Goal:
Retype each record shown below, leaving every character as it is.

Exercise data:
------------------------

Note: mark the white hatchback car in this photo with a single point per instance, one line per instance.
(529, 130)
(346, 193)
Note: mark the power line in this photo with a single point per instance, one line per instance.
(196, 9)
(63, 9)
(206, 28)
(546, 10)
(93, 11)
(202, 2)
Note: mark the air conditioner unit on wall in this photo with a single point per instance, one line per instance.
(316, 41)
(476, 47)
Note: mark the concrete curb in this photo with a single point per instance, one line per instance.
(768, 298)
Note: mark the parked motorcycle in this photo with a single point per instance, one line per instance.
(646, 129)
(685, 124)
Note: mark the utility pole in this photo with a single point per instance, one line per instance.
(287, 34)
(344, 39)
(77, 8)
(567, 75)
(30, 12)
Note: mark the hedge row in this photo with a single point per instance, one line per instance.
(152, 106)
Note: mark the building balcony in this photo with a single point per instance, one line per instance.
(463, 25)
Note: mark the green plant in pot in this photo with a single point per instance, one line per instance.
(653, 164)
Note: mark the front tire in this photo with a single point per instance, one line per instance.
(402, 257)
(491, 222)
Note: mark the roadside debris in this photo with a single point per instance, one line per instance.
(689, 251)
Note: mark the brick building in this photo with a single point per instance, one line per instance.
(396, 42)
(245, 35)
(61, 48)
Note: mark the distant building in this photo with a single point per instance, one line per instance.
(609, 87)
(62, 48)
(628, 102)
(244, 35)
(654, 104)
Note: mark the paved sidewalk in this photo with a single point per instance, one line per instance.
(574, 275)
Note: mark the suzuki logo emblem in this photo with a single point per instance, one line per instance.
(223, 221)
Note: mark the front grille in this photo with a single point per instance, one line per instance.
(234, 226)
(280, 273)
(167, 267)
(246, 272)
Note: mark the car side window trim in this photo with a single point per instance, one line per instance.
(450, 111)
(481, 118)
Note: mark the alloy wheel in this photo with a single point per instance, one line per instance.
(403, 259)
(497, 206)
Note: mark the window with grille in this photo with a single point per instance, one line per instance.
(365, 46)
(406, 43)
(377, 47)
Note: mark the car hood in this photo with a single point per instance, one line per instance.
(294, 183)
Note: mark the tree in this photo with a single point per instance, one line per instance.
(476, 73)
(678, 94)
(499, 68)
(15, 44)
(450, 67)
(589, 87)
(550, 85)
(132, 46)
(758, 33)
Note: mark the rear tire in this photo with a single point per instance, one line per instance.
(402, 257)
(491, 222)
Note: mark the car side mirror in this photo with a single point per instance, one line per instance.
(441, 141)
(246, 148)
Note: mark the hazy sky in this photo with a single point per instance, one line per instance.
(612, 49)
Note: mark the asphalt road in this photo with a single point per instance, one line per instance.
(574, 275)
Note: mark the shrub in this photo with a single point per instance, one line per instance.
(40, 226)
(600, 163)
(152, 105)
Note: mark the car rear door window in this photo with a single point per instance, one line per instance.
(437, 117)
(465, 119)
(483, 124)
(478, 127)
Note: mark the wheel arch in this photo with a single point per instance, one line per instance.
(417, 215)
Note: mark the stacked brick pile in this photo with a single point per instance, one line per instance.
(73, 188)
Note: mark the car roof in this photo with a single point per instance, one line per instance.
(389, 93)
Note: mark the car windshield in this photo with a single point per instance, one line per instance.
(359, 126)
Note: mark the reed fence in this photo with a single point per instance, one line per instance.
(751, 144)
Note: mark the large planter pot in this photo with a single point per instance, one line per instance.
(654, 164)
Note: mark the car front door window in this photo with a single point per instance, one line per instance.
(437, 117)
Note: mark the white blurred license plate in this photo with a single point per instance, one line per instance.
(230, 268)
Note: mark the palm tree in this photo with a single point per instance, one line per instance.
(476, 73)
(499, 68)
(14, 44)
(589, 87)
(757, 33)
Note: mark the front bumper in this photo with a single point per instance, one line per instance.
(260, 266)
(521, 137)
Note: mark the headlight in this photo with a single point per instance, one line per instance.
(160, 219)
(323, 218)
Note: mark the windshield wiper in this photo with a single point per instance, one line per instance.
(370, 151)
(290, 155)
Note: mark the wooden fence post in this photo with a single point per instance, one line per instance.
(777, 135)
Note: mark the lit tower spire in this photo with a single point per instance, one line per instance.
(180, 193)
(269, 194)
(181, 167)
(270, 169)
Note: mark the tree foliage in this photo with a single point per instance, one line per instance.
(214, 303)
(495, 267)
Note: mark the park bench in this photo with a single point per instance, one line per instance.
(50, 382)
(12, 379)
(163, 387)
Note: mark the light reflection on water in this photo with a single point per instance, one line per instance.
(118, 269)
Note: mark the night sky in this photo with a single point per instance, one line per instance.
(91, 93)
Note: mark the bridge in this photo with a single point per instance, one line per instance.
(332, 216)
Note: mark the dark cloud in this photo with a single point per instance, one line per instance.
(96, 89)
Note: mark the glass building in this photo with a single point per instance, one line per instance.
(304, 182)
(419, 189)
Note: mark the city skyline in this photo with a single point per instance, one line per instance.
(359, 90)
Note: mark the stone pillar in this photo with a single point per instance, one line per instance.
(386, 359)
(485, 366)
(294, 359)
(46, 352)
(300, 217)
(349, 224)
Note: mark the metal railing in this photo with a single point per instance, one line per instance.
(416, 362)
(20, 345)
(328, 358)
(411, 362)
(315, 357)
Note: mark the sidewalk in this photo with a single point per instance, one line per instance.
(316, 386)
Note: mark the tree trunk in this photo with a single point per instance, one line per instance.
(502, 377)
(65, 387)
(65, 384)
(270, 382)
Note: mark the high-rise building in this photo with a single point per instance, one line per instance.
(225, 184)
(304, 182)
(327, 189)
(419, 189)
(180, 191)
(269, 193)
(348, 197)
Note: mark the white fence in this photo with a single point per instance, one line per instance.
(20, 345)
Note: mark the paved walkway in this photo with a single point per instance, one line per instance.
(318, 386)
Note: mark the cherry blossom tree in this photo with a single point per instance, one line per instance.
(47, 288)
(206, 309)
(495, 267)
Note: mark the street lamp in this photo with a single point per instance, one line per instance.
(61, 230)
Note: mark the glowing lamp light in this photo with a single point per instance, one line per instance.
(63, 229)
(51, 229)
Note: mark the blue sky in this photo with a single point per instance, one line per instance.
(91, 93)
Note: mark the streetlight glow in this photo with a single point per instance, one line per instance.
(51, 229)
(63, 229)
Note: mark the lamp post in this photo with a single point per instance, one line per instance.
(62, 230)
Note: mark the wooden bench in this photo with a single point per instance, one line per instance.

------------------------

Exercise solution:
Note: mark the white hatchback car in this photo with a single point per instance, one line per instance.
(529, 130)
(346, 193)
Note: mark the power line in this photo with a single point per instance, one line per instance.
(196, 9)
(63, 9)
(206, 28)
(546, 10)
(93, 11)
(202, 2)
Note: mark the air conditioner unit on wall in this photo with a single point per instance, one line per instance.
(316, 41)
(476, 47)
Note: mark the concrete curb in this photo with a single point per instance, one line per instance.
(768, 298)
Note: mark the parked motorcycle in this photo with a single point per instance, one line per instance.
(646, 129)
(685, 124)
Note: mark the utility pole in this photo with a single point per instance, one line per instance.
(287, 34)
(344, 39)
(77, 8)
(567, 75)
(30, 12)
Note: mark the hedge row in this photo with a single point per instance, one line per instance.
(152, 106)
Note: mark the building balcony in this photo with a single point per instance, one line per instance.
(463, 25)
Note: mark the green plant in pot in this photo with a single point per instance, one line per instance.
(653, 164)
Note: mark the front tire in this photo with a single point per instance, one line per instance.
(402, 257)
(491, 222)
Note: mark the roadside debris in this photo with a single point per instance, one line per instance.
(689, 251)
Note: mark the brick building in this photo with a single point per instance, one line per instance.
(396, 42)
(245, 35)
(61, 48)
Note: mark the distant building in this photo with a single point per instance, one line per instance.
(609, 87)
(62, 48)
(628, 102)
(244, 35)
(654, 104)
Note: mark the paved sidewalk in this photo with a single point per instance, one line per instance.
(574, 275)
Note: mark the suzuki logo emblem in this photo with a single point per instance, one line per instance.
(223, 221)
Note: mark the front grille in this photo with a single point per instance, one line per instance.
(234, 226)
(280, 273)
(167, 267)
(246, 272)
Note: mark the car side window trim in this photo with a single point per instance, one line per instance.
(450, 111)
(481, 118)
Note: mark the alloy wheel in this photo with a single point per instance, one line per instance.
(403, 259)
(497, 206)
Note: mark the window with grille in this photo with a single point per instance, one line per instance.
(365, 46)
(406, 43)
(377, 47)
Note: mark the car hood in this photo with a single point per instance, one line per instance.
(294, 183)
Note: mark the tree in this photo with a single point per instance, one line per instance.
(476, 73)
(678, 94)
(499, 68)
(15, 44)
(450, 67)
(589, 87)
(550, 85)
(132, 46)
(758, 33)
Note: mark the rear tire in this photo with a single point per instance, one line per instance.
(402, 257)
(491, 222)
Note: mark the car side mirror in this photo with a single point per instance, one line per instance.
(441, 141)
(246, 148)
Note: mark the hazy sky in this photo with a single point per instance, one line per instance.
(612, 49)
Note: mark the asphalt road in this photo with a single point per instance, one line per instance.
(574, 275)
Note: mark the shrub in this photo with a single point per instance, one line per instance.
(40, 226)
(600, 163)
(152, 105)
Note: mark the car rear door window in this photo with a single point per instance, one line per instance.
(437, 117)
(465, 119)
(483, 124)
(478, 127)
Note: mark the wheel arch in this photo with a single point per instance, one line per instance.
(417, 215)
Note: mark the stacked brick pile in this photo with a single point per instance, one line per instance.
(73, 188)
Note: mark the car roof in this photo with a single point per instance, one line per instance.
(389, 93)
Note: mark the car windshield in this photo with a single point per instance, one line per instance.
(359, 126)
Note: mark the reed fence in this photo with a single point per instance, one line per instance.
(751, 144)
Note: mark the large planter pot in this photo with a single point per instance, one line per instance.
(654, 164)
Note: mark the car front door window in this photo with a single point per instance, one line per instance.
(437, 117)
Note: mark the white blurred license plate in this photo with a single point per instance, one line per instance.
(230, 268)
Note: mark the palm tree in this photo with a single point per instance, one line per instance.
(476, 73)
(499, 68)
(14, 44)
(589, 87)
(757, 33)
Note: mark the front bumper in this photo with a single point per instance, one line per instance.
(260, 266)
(521, 137)
Note: mark the headlight in this photo with a single point per instance, one line per instance.
(160, 219)
(323, 218)
Note: mark the windshield wiper in this photo with a single point per instance, one line per instance.
(370, 151)
(290, 155)
Note: mark the wooden fence post in this photo with a single point per instance, one line per instance.
(777, 135)
Note: mark the lit tower spire in this photo with a single point per instance, one line per instance.
(180, 193)
(269, 194)
(181, 167)
(270, 169)
Note: mark the tree foliage in this photo with a single point per instance, one line per instance.
(214, 303)
(495, 267)
Note: mark the park bench in this photo with a single point per instance, one line per instance.
(50, 382)
(12, 379)
(163, 387)
Note: mark the light reflection on water in this photo with a single point per instance, one line per instance.
(118, 269)
Note: mark the night sky in this photo with a single point per instance, one line per instance.
(91, 93)
Note: mark the bridge in this photo with a single point per instance, one line per instance.
(332, 216)
Note: mark the dark cloud in this photo with a single point per instance, one line per instance.
(96, 89)
Note: mark the glass building in this photo with a single point per instance, one line per instance.
(304, 182)
(419, 189)
Note: mark the city skyline in this photo with a single point per instance, one line per instance.
(359, 90)
Note: mark the stone pillar in this photo with a single point per instance, one line per instance.
(386, 359)
(485, 366)
(294, 359)
(46, 352)
(300, 217)
(349, 224)
Note: mark the metal railing in this photo with a single point per instance, one line per instance.
(416, 362)
(20, 345)
(328, 358)
(411, 362)
(315, 357)
Note: mark the sidewalk in this photo with a single point per instance, one line per instance.
(316, 386)
Note: mark the tree trunk in this photo with a single point per instance, one line per instance.
(502, 377)
(65, 387)
(65, 384)
(270, 382)
Note: mark the high-rise building in this photo with a single point per instance, one line per instance.
(225, 184)
(304, 182)
(327, 189)
(419, 189)
(180, 191)
(269, 193)
(348, 197)
Note: mark the white fence in this photo with a single point per instance, one line per instance.
(20, 345)
Note: mark the paved walkway in this photo with a single point per instance, one line per instance.
(318, 386)
Note: mark the cherry blossom tree in this photo with a single point per instance, one line per instance.
(47, 288)
(206, 309)
(495, 267)
Note: mark the street lamp in this photo with a single point per instance, one line per instance.
(61, 230)
Note: mark the glowing lamp light in this photo with a single point per instance, one line per instance.
(63, 229)
(51, 229)
Note: mark the blue sky in this photo with a single point per instance, one line per instance.
(91, 93)
Note: mark the streetlight glow in this photo with a single point per instance, one line per instance.
(51, 229)
(63, 229)
Note: mark the lamp post in this photo with a single point per instance, one line per instance.
(62, 230)
Note: mark the wooden bench in this photo with a single point per instance, one line per instance.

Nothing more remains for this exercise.